## RIGHE DI DATI:
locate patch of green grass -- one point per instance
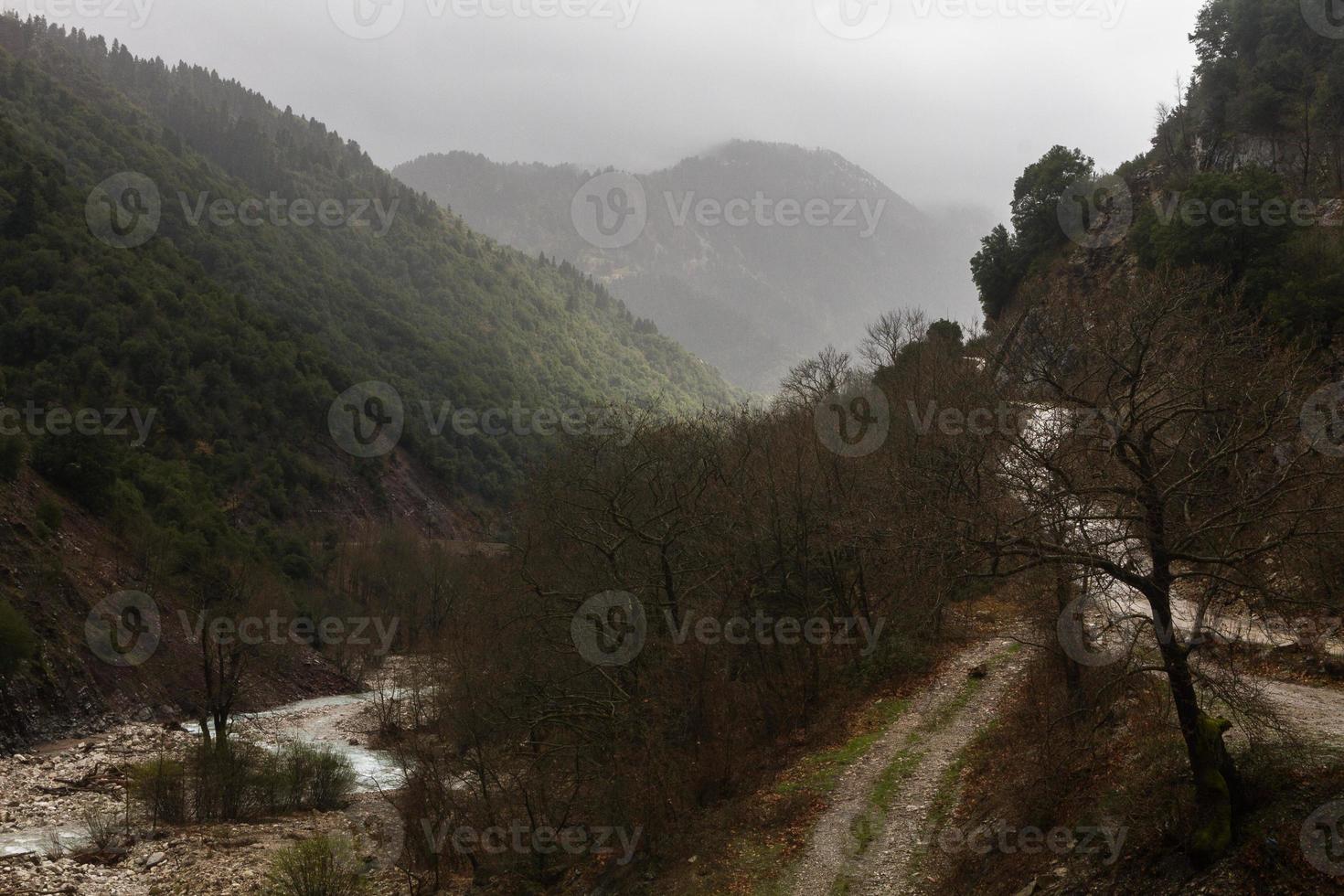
---
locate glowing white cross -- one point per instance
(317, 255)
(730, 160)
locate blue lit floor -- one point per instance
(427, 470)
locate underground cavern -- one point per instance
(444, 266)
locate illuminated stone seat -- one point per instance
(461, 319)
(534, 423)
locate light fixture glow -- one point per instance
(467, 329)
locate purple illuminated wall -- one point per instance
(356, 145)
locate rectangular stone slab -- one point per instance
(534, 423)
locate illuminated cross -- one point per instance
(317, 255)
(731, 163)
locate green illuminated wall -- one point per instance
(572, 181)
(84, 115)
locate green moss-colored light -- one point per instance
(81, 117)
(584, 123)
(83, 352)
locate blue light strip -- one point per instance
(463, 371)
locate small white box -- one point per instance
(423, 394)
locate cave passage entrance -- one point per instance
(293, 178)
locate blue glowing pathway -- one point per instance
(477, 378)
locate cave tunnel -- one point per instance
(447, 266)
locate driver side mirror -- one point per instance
...
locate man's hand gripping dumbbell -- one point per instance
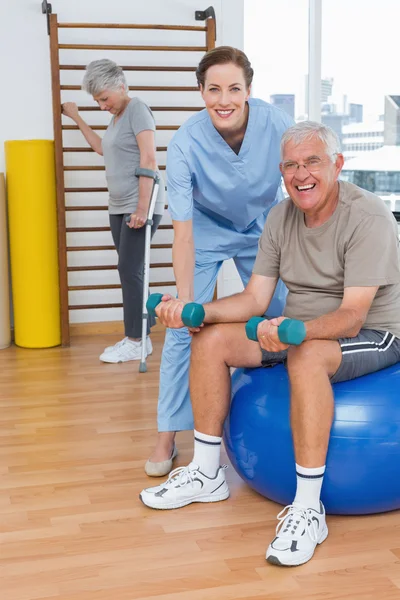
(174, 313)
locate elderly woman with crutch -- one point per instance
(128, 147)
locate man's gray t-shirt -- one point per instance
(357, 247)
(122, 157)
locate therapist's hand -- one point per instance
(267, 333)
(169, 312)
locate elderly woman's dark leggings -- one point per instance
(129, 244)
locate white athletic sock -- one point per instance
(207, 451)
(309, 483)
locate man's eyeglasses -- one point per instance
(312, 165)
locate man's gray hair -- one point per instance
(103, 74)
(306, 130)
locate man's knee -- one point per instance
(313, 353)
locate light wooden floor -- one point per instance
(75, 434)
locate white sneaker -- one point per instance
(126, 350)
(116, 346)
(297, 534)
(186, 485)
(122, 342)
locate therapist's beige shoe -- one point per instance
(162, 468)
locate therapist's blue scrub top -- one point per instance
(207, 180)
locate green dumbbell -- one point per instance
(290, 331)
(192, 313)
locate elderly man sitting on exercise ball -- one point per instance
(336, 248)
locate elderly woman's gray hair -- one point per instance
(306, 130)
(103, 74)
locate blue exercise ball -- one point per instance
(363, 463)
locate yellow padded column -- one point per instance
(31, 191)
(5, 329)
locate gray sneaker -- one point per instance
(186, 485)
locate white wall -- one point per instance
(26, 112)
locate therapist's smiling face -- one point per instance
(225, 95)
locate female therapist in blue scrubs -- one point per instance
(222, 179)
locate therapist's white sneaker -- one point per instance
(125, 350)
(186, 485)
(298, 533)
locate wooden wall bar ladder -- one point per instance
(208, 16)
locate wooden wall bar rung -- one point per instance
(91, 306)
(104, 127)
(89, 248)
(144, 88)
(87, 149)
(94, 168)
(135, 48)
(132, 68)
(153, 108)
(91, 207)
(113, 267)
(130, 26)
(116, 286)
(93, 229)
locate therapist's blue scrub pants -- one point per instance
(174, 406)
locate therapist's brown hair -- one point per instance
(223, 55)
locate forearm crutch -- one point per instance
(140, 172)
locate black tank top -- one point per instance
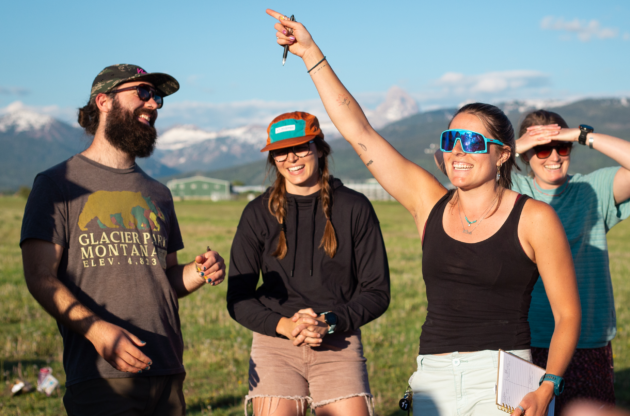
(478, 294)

## COMPITO RICHIESTO:
Raccolga dalle voci qui sopra ogni riga in cui compare la stringa "crutch" e la trascriva per intero.

## ESITO DEL COMPITO:
locate elderly woman with crutch -- one point per instance
locate forearm crutch -- one point per instance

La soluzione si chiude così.